### TASK DETAILS
Write out the full set of records below exactly.

### STORED RECORDS

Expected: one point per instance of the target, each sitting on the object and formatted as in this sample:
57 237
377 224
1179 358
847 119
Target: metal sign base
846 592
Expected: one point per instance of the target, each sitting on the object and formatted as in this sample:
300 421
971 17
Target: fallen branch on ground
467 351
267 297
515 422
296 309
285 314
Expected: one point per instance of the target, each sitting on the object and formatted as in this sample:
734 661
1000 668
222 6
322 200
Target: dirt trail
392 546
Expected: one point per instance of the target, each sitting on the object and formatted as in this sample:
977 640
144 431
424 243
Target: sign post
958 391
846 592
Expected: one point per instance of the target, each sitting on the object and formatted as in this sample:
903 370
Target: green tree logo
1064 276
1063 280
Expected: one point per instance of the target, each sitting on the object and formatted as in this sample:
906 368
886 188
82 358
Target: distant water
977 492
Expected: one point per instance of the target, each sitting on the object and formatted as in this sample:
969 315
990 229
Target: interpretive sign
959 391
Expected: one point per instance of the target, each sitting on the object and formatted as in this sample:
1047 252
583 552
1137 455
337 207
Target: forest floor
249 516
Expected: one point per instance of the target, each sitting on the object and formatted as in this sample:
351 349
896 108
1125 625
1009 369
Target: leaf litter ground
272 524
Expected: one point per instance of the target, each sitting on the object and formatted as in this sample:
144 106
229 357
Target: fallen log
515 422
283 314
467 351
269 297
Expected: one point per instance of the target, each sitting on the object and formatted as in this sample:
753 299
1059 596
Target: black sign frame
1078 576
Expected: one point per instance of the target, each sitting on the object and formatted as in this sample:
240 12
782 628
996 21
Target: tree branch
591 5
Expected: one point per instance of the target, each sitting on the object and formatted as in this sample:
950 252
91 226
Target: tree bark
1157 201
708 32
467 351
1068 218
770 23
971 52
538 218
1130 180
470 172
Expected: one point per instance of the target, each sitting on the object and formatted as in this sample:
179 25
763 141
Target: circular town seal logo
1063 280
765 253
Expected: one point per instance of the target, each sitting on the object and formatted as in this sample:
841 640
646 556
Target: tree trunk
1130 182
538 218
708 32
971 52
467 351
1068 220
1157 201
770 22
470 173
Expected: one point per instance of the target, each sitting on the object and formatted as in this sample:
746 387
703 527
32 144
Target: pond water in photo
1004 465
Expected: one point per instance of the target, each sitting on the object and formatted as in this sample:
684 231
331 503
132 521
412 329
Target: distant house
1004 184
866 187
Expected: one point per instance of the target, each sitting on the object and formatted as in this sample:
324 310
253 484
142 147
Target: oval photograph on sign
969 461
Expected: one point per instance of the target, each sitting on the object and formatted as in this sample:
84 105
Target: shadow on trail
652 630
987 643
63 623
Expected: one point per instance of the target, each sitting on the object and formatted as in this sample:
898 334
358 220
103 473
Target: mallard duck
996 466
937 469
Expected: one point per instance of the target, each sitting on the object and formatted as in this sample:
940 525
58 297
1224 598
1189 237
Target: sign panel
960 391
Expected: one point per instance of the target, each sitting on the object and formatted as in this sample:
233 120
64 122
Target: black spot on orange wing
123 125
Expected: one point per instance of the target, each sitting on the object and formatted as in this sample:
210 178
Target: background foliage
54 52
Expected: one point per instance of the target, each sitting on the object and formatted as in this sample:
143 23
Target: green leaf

### FINAL RESULT
Expected: one point per instance of the target, each sitting on the object and formatted as in this sample:
57 237
377 224
1179 358
847 119
Target: metal sign base
846 592
Expected: one point per instance of the target, each sitting on the object and formatted as in this sample:
300 421
971 17
Target: fallen branch on ground
467 351
267 297
515 422
296 309
285 314
Expected: one point per instance of the target, each sitting on the object and formatted as in this sample:
734 661
1000 668
222 6
322 200
Target: dirt trail
392 546
Expected: one point per instance of the target, each sitting on the object and formatted as in this sample:
977 640
144 431
424 243
Target: sign post
958 391
846 592
Expected: one point per instance of the target, each sitting on the object and formatted as in this sample:
903 370
Target: green tree logo
1064 276
1063 280
Expected: one point per instance of the target, each sitting on the object and formatted as in this sample:
906 368
886 188
82 358
Target: distant water
977 492
Expected: one point per instance of the target, each sitting on the object and formatted as in this sample:
969 315
990 229
Target: interpretive sign
959 391
Expected: one point per instance of the target, each sitting on the object and formatted as in this sample:
1047 252
583 552
1137 455
337 207
Target: forest floor
249 516
Expected: one point per instance of the target, each sitting on the object and formatted as in this sample:
351 349
896 108
1125 625
1009 369
Target: leaf litter ground
272 524
Expected: one point per instance of the target, each sitting on the object and formatted as in this sample:
144 106
229 357
Target: fallen log
515 422
283 314
467 351
269 297
Expected: one point per instance of the target, each sitting on the object and formatted as in this sample:
753 299
1059 596
Target: black sign frame
1078 576
Expected: one point per instance of the target, each sitting on the object and formatted as in this sample:
240 12
782 628
996 21
Target: tree branch
591 5
Expected: one point per instance of the target, each sitting on the object and formatted as in this sample:
950 252
91 226
Target: tree bark
1157 201
708 32
467 351
1068 218
770 23
971 52
538 218
1130 180
470 172
Expected: one point per instance of the target, each sitting on the object and formatted as in this sample:
179 25
763 141
Target: circular town seal logo
1063 280
765 253
Expected: one point per instance of the target, each sitting on the object and formatted as in this sample:
841 640
646 556
Target: tree trunk
1130 182
538 218
708 32
971 52
467 351
1068 220
1157 201
770 22
470 173
Expected: one point per instance of the target, each sitting on the object and formatted as in this sample:
746 387
703 527
32 144
Target: pond water in photo
1004 465
Expected: one point per instance of the target, each sitting on the object and formatted as in this sample:
684 231
331 503
132 521
412 329
Target: distant house
1004 184
866 187
Expected: one point per instance of the target, each sitting on the object and formatted as in this sample:
324 310
253 484
142 147
Target: oval photograph on sign
969 461
Expected: one point per instance of the target, each sitting on the object and formatted as in this sample:
84 105
Target: shadow on trail
652 630
987 643
63 623
Expected: one point per instance of the target, each sitting on the object and formatted as in this sample:
898 334
358 220
103 473
Target: mallard duck
996 466
937 469
Expected: one point per instance of the target, each sitting on the object and formatted as in this sample:
940 525
58 297
1224 598
1189 237
Target: sign panel
960 391
Expected: one point per instance of the target, each sitting on the object and formatted as in this sample:
233 120
64 122
Target: black spot on orange wing
123 125
Expected: one point per instance of the target, each sitting on the object and formatted as in this sample:
210 178
Target: background foliage
54 52
Expected: one point per instance of the target, each sitting on the object and formatted as in this sample:
143 23
Target: green leaf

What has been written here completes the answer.